───── EXERCISE INPUT

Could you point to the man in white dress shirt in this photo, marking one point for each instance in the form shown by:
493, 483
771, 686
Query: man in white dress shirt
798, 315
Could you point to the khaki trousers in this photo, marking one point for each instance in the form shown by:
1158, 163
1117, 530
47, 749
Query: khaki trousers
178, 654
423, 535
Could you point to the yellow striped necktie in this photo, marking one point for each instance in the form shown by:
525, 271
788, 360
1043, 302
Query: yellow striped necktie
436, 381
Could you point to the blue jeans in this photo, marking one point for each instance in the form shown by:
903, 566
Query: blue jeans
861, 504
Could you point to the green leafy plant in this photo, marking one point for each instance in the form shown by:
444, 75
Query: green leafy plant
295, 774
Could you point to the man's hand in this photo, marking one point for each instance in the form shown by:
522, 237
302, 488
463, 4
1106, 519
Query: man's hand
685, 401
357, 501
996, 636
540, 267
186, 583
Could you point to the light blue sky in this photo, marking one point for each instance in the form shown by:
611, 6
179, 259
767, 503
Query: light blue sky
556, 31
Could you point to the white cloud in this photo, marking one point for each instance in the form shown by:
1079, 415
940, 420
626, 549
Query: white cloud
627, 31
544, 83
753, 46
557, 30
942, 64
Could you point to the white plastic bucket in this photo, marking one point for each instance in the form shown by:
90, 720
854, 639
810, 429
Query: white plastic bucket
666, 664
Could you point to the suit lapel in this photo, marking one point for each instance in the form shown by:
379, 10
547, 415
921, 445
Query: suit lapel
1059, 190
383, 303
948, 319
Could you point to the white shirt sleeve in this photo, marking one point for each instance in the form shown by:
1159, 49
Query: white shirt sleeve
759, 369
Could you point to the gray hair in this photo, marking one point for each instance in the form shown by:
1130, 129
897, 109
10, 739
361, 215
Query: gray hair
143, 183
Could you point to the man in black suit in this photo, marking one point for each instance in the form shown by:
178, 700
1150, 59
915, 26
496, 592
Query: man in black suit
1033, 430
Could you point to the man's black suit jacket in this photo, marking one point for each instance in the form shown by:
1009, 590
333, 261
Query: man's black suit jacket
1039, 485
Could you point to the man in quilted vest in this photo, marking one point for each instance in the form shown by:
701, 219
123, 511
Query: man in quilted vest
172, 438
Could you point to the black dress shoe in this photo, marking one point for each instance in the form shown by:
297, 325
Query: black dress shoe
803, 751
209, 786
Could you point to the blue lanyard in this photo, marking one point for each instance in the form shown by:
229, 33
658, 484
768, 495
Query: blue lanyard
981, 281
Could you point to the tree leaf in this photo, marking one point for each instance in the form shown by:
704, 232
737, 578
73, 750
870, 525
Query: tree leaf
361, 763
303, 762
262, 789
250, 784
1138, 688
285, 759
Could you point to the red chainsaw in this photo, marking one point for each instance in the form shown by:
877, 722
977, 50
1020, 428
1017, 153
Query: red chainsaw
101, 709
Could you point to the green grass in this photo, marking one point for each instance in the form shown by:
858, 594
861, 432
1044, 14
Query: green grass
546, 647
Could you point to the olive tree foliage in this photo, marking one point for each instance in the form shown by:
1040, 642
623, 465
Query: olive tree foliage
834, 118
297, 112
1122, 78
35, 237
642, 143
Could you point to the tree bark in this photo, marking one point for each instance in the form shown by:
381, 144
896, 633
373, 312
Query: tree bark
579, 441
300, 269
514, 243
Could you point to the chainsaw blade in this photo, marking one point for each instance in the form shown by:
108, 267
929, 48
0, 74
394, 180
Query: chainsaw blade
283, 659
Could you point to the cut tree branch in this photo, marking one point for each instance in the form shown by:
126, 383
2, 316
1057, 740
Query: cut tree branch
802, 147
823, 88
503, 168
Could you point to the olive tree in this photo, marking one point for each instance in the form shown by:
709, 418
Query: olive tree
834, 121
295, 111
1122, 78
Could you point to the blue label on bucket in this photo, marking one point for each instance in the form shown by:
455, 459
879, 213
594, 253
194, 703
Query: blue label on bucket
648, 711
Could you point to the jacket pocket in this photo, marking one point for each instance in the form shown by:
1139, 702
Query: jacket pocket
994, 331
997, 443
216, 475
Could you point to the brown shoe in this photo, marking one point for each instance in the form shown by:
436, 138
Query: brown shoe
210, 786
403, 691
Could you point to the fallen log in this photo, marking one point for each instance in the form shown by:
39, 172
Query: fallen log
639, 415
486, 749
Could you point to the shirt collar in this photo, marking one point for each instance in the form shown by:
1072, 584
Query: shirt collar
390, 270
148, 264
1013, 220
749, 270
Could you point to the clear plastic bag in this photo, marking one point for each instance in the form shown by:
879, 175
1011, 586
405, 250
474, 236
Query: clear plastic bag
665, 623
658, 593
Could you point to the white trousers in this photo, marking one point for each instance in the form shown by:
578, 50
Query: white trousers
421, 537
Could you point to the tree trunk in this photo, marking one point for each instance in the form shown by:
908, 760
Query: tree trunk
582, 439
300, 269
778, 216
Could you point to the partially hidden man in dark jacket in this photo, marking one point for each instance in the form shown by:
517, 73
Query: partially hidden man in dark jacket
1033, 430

──────────

→ **YOUR TASK**
Repeat the data in full. Alter nothing.

→ **SOLUTION FOR THIS EXERCISE**
Could you point to the man in white dress shirt in this photo, marking one point for each instance in the form shown by:
493, 483
771, 686
Query: man in white dress shirt
798, 315
Could you point to the khaki trousers in this photo, marking one point for each instance in the form shown by:
1158, 163
1117, 530
47, 749
Query: khaki trousers
178, 654
423, 535
Could you point to the yellow striped necktie in this photo, marking one point for each instance in the form shown by:
525, 271
788, 360
1043, 302
Query: yellow striped necktie
436, 381
Could you point to the blue jeans in this photo, marking one point for each instance in the form shown by:
903, 566
Query: blue jeans
861, 504
Could you point to the green leafy plant in this photo, marking one point for each instance in the form shown by:
444, 75
Query: green leafy plant
295, 774
Could you point to the man's hand in this photo, marking one point for each instance in the form shown by:
522, 237
302, 488
463, 4
1106, 519
Query: man's hand
685, 401
357, 501
996, 636
540, 267
186, 583
Could you point to the light blue sky in this photo, marking one point for each instance in the form shown by:
611, 6
179, 259
767, 503
Query: light blue sky
556, 31
Could you point to the white cloud in this photo, marking one point for each instance in the form shown by:
1079, 415
940, 420
626, 549
Query: white cloud
627, 31
544, 83
753, 46
557, 30
942, 64
Could you point to the white plastic bucket in this photo, marking one point for each instance in the form shown by:
90, 720
854, 639
810, 429
Query: white plastic bucket
666, 664
Could you point to the suit lapel in this photo, marking one point for each instance in the form shown by:
379, 10
547, 415
921, 445
Query: suit lapel
1059, 190
383, 303
948, 319
Could you point to the white shirt sleeve in this photo, marking one point for each instance in the form shown by:
1159, 49
Query: white shirt sleeve
759, 369
Could you point to the gray hair in this photo, marking one point for each instance in the form shown by:
1130, 129
897, 109
10, 739
361, 215
Query: gray hair
143, 183
Could you point to the man in black suit in this photo, marking one point for each instance in the form shown by:
178, 700
1150, 59
915, 26
496, 592
Query: man in black suit
1033, 430
Could you point to the man's black suit jacket in this photo, marking one point for each instance in the form shown by:
1009, 590
333, 261
Query: man's black suit jacket
1039, 485
Could you point to the man in quilted vest in this photo, marking one point for each instance in the form shown by:
701, 219
123, 511
Query: man in quilted vest
172, 438
Could you point to the black dress shoe in this photo, marking one point for each instance in the form shown by:
297, 325
Query: black dress shoe
803, 751
209, 786
Could you point to the blue lanyard in this photo, marking one point for each instance in the form shown by:
229, 33
658, 484
768, 495
Query: blue lanyard
981, 281
Could you point to the tree leaf in this photo, marking one point for each instance in the form shown by:
704, 232
737, 578
73, 750
870, 525
Query: tree leaf
361, 763
303, 762
262, 789
250, 784
1138, 688
285, 759
Could you point to the red chainsaw in this photo, marking one point for each instance in the form shown by:
877, 722
977, 50
1020, 428
1017, 153
Query: red chainsaw
101, 709
Could you point to the green grass in this photo, marking one point for each instance in the form shown by:
858, 594
861, 432
1044, 14
Query: green grass
546, 647
Could you point to the olive tree foliage in this photo, marking one point for each instance in the form shown by:
1040, 642
623, 465
Query: olive tree foliage
834, 118
297, 112
1122, 78
35, 237
642, 143
Could you point to the tree bark in this photo, marking one point for each instance in the form shown by:
381, 144
896, 633
373, 312
Query: tree bark
579, 441
300, 269
514, 243
Could you point to the chainsaw blade in this photo, marking one point for each instance in the form shown by:
108, 267
929, 48
0, 74
394, 180
Query: chainsaw blade
283, 659
Could you point to the cut tree branch in this photo, marking one point for each instance in the form shown by:
126, 383
2, 316
1057, 740
Query: cut tree branch
802, 147
823, 88
503, 168
Could you point to the olive tree in this photo, marking one point for each instance in the form shown by:
709, 418
Query: olive tree
834, 121
295, 111
1122, 78
Could you point to the blue label on bucket in this photo, marking one point for each instance in the form shown by:
455, 459
879, 213
594, 253
194, 703
Query: blue label on bucket
648, 711
Could you point to the jacket pocket in this photo, marking one point for each instance in the form shown by:
1139, 702
Query: jacket pocket
994, 331
997, 443
216, 475
Could you point to the brown shoe in this photo, marking one point for each instance in the form shown by:
436, 138
Query: brown shoe
210, 786
403, 691
Could you point to the fallen log in this photo, marking one point for each instance in the form shown by:
39, 172
Query: fallen log
639, 415
486, 749
Could you point to the shirt collar in this photo, marking one point for each instance in the form shown by:
1072, 584
Query: shirt collar
390, 270
148, 264
1013, 220
749, 270
Could you point to the clear plastic bag in this photo, marking one point for each instance in the form shown by:
879, 175
1011, 586
405, 250
474, 236
Query: clear plastic bag
665, 623
658, 593
Could you point to the white trousers in this photo, marking one point for each instance in the form shown by:
578, 50
Query: white trousers
421, 537
Could you point to the tree trunk in this photo, marking one point for each instance in the form shown by:
908, 760
Query: tree trunk
582, 439
300, 269
778, 216
Could you point to the partially hidden man in dark jacket in this photo, marking one point for each instance in the form shown by:
517, 73
Query: partially hidden man in dark jacket
1033, 430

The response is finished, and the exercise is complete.